The input section start
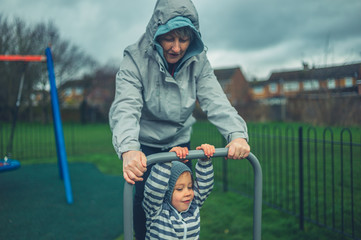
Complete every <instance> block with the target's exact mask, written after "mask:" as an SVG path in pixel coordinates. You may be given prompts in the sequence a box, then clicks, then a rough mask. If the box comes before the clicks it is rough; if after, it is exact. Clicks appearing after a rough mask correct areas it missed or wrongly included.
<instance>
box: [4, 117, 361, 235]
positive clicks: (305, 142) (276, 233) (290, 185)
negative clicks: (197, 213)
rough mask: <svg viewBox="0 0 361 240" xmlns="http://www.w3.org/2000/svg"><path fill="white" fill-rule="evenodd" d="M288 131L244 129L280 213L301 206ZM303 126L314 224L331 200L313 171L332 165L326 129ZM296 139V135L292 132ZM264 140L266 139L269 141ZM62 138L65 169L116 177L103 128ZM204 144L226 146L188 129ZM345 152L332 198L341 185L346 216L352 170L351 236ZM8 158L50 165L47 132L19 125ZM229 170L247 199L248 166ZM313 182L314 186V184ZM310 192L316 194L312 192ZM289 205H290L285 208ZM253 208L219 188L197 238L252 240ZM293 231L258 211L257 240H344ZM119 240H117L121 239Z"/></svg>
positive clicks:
The input section end
Reproduce all of the records above verbatim, omitting the pictures.

Complete every <instance> block with the target's exact mask, written after "mask:" as an SVG path in pixel coordinates. You may be given prompts in the sequence a box, then clicks, then a rough mask. If the box comes before the clicks it is rough; if after, it is exact. Clicks appearing after a rough mask correct areas it missed or wrongly included.
<instance>
box: [4, 117, 361, 235]
positive clicks: (305, 142) (276, 233) (290, 185)
negative clicks: (197, 213)
rough mask: <svg viewBox="0 0 361 240" xmlns="http://www.w3.org/2000/svg"><path fill="white" fill-rule="evenodd" d="M288 131L244 129L280 213L301 206ZM303 126L314 224L331 200L313 171L332 165L326 129ZM296 139V135L292 132ZM264 140L266 139L269 141ZM62 138L65 169L116 177L103 128ZM204 144L226 146L188 129ZM345 152L332 198L341 185L346 216L352 170L351 236ZM8 158L50 165L47 132L19 125ZM229 170L247 199L248 166ZM313 182L314 186V184ZM310 192L316 194L312 192ZM289 205H290L285 208ZM253 208L219 188L197 238L252 240ZM293 231L258 211L257 240H344ZM119 240H117L121 239Z"/></svg>
positive clicks:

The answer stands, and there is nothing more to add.